• Exercise description: State how many lines of the data below contain the string "ceiling", giving the number alone.

(Rows of box annotation data)
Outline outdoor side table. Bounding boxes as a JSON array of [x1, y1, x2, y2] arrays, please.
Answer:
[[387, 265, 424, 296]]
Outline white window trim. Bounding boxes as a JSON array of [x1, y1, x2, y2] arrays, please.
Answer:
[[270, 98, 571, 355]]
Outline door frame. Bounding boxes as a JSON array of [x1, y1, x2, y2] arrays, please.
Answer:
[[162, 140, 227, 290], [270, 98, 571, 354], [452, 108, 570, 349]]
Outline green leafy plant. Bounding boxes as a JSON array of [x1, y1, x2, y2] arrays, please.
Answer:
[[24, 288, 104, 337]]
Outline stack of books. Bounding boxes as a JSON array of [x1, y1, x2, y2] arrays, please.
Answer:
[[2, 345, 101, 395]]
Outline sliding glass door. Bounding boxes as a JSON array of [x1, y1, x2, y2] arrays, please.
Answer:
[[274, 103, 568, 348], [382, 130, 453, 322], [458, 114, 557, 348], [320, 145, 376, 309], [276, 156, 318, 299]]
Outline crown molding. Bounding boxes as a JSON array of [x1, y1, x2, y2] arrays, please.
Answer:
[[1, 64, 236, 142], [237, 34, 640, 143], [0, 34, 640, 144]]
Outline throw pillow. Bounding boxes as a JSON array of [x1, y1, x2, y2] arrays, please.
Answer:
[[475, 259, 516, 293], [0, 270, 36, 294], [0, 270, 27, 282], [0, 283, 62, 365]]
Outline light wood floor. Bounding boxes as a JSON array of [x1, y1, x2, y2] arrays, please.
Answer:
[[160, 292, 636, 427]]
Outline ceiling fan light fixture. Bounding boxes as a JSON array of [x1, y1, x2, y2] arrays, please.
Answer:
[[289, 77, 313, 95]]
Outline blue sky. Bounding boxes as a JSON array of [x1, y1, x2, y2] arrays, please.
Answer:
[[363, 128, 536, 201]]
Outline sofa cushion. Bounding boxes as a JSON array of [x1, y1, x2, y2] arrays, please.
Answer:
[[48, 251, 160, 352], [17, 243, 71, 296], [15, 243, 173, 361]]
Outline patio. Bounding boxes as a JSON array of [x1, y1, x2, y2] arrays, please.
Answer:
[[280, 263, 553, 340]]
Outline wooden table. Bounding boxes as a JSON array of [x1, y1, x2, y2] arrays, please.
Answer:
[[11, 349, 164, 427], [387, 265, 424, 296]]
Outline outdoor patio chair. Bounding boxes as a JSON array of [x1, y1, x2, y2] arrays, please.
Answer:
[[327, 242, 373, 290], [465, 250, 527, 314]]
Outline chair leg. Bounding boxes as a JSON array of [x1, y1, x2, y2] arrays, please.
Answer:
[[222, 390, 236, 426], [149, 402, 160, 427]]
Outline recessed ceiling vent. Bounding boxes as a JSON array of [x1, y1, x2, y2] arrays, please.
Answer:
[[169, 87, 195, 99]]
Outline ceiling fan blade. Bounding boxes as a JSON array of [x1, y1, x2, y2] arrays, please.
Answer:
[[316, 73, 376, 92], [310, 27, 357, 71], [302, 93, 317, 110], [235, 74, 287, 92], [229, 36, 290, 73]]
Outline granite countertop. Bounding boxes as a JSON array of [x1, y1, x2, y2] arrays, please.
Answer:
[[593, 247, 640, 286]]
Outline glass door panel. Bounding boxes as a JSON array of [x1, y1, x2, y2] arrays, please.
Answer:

• Finished answer: 3